Anforderungen:
A. Welche drei Mauern nennt der zitierte Text?
B. Schreibe aus dem zitierten Text den Abschnitt von „25 Jahre Le“ bis einschließlich „der virtuellen Globalisierung.“ wortgetreu ab.

Zitierter Text:
________
25 Jahre Le Monde diplomatique: Alarm im Cyberspace!

1995, im Geburtsjahr des Internet Explorer 1.0, macht sich ein Philosoph Gedanken über die gesellschaftlichen Folgen der virtuellen Globalisierung.

Person hängt über altmodischem Computer

„Internet Cafe“ auf der CeBIT 1996 Foto: Wolfgang Weihs/dpa

Das Phänomen der Unmittelbarkeit, der Instantaneität, ist eines der wichtigsten Probleme, die sich heute sowohl den politischen wie den militärischen Strategen stellen. Die Echtzeit triumphiert über den realen Raum und die Geosphäre. Der Vorrang der Echtzeit vor der Ausdehnung des Raums ist eine vollendete Tatsache, die eine neue Ära einleitet. Das läßt sich beispielsweise an einer Werbung für Handys ablesen: „Die Erde war noch nie so klein“. Ein äußerst folgenreiches Ereignis, das das Verhältnis zur Welt und das Weltbild ganz wesentlich verändern wird.

Es gibt drei Mauern: die des Schalls, die der Wärme und die des Lichts. Die beiden ersten wurden durchbrochen. Die Schallmauer vom Überschallflugzeug. Die Wärmemauer der Atmosphäre von der Rakete, die es den Menschen erlaubt, die Erdumlaufbahn zu verlassen und auf dem Mond zu landen. Die dritte Mauer, die des Lichts, wird nicht durchbrochen, sondern man begibt sich in sie hinein. Dieser Zeitmauer sieht sich die Geschichte heute konfrontiert.

Die Tatsache, daß die Mauer des Lichtes, der Lichtgeschwindigkeit erreicht wurde, ist ein historisches Ereignis, das die Geschichte und das Verhältnis des Menschen zur Welt völlig durcheinanderbringt, sie ist ein Ereignis, das uns desorientiert. Wer dies nicht klar sagt, betrügt oder desinformiert die Bürger. Es geht um eine entscheidende Tatsache, die die Geopolitik und Geostrategie in Frage stellt, und selbstverständlich auch die Demokratie, die immer an einen Ort, an eine Stadt gebunden war.
________
Bereitgestellte Auflistung:

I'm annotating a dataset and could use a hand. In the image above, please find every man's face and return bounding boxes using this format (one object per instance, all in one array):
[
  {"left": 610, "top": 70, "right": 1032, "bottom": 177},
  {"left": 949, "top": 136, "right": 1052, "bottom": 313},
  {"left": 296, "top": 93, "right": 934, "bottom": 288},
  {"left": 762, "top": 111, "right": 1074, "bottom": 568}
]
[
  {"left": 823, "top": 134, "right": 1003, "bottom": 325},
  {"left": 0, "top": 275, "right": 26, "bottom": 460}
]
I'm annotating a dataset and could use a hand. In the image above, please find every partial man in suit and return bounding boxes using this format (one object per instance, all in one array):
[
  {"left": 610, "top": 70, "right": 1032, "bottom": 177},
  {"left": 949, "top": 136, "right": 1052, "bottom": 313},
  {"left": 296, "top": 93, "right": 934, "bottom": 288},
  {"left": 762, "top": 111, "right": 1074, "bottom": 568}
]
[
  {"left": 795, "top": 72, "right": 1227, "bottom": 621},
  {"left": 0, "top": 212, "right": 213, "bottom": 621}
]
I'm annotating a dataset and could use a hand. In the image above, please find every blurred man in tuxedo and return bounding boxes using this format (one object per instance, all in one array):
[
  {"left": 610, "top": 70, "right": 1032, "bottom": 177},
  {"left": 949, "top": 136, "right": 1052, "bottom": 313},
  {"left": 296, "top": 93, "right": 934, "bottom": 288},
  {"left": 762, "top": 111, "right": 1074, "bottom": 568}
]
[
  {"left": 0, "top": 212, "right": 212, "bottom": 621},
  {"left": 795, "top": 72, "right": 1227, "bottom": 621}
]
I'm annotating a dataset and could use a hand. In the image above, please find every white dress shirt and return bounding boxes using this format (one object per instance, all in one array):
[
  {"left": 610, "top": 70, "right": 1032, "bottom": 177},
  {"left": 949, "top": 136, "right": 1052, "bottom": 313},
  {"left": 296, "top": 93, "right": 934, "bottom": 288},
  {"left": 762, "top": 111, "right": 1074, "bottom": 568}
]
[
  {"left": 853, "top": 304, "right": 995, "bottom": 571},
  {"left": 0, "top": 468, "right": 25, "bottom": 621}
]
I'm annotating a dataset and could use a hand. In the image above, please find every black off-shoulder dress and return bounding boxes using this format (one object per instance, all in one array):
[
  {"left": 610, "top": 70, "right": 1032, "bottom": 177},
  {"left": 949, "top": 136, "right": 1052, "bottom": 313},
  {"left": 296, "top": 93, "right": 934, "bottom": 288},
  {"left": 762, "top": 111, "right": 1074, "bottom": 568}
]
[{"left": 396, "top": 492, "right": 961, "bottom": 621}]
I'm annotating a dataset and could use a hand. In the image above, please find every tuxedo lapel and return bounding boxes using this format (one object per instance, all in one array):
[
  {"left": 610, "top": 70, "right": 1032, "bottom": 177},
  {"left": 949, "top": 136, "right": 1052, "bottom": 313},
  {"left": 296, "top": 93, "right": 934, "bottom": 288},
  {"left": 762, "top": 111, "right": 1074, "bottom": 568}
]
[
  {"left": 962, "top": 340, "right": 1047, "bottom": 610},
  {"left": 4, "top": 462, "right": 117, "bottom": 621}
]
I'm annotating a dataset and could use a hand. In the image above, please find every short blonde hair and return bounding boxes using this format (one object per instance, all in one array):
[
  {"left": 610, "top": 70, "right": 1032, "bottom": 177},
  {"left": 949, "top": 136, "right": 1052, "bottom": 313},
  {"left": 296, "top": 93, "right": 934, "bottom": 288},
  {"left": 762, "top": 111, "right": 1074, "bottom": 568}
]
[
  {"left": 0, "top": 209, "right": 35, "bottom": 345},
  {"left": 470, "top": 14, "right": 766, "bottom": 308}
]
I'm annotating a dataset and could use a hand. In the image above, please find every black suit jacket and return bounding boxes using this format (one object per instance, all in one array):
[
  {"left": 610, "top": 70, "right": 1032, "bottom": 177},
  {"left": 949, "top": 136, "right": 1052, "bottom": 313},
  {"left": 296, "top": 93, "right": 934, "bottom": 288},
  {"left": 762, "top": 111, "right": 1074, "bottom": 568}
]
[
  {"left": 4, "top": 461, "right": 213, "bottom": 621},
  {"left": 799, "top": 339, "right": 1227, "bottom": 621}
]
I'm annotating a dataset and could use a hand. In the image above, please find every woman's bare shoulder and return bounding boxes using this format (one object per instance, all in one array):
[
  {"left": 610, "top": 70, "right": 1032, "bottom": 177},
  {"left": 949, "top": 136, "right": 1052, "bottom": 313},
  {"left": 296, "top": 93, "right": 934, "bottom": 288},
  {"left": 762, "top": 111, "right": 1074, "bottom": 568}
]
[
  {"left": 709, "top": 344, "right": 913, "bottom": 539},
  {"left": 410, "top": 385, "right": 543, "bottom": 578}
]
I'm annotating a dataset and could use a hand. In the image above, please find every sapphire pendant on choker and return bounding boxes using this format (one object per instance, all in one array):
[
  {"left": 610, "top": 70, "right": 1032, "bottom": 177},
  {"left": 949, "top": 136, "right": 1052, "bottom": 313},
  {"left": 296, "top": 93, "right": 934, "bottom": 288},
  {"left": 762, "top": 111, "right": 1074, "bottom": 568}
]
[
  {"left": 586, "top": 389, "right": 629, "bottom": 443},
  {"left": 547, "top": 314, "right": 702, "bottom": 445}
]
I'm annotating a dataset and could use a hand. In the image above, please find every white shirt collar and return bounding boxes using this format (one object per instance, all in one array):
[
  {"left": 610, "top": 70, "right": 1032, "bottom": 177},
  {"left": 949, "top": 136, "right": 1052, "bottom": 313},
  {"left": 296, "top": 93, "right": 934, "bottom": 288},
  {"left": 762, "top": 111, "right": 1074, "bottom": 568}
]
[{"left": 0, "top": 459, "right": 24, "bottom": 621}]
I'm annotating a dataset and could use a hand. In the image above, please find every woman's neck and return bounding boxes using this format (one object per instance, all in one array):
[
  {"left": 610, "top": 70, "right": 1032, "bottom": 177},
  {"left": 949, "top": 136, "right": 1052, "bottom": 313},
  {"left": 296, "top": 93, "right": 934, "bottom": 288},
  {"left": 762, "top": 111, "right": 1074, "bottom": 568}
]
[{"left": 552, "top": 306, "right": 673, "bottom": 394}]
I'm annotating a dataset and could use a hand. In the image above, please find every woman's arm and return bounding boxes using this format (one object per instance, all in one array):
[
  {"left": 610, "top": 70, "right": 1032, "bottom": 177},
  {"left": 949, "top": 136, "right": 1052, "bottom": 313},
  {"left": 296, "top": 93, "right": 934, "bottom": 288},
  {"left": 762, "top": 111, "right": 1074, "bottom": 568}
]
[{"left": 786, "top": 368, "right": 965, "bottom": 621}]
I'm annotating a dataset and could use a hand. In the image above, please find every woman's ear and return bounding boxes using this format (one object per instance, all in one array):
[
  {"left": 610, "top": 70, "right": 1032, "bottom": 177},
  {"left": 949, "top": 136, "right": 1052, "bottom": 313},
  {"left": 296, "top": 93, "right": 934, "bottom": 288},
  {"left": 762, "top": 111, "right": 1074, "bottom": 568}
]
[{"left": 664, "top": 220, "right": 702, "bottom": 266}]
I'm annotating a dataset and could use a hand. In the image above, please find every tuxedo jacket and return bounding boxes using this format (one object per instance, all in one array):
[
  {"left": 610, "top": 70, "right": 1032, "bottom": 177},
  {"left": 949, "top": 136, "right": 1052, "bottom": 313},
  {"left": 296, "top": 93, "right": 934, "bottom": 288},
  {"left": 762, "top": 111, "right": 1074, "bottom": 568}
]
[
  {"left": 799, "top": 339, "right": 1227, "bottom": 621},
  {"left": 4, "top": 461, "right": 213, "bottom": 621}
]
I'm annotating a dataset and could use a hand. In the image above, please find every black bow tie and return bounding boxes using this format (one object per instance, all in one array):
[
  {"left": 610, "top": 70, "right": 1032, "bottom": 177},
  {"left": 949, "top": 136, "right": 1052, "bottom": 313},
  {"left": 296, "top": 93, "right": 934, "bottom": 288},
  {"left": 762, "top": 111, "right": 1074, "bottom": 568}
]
________
Ergebnisse je Aufgabe:
A. Die Mauer des Schalls, die der Wärme und die des Lichts.

B.
25 Jahre Le Monde diplomatique: Alarm im Cyberspace!

1995, im Geburtsjahr des Internet Explorer 1.0, macht sich ein Philosoph Gedanken über die gesellschaftlichen Folgen der virtuellen Globalisierung.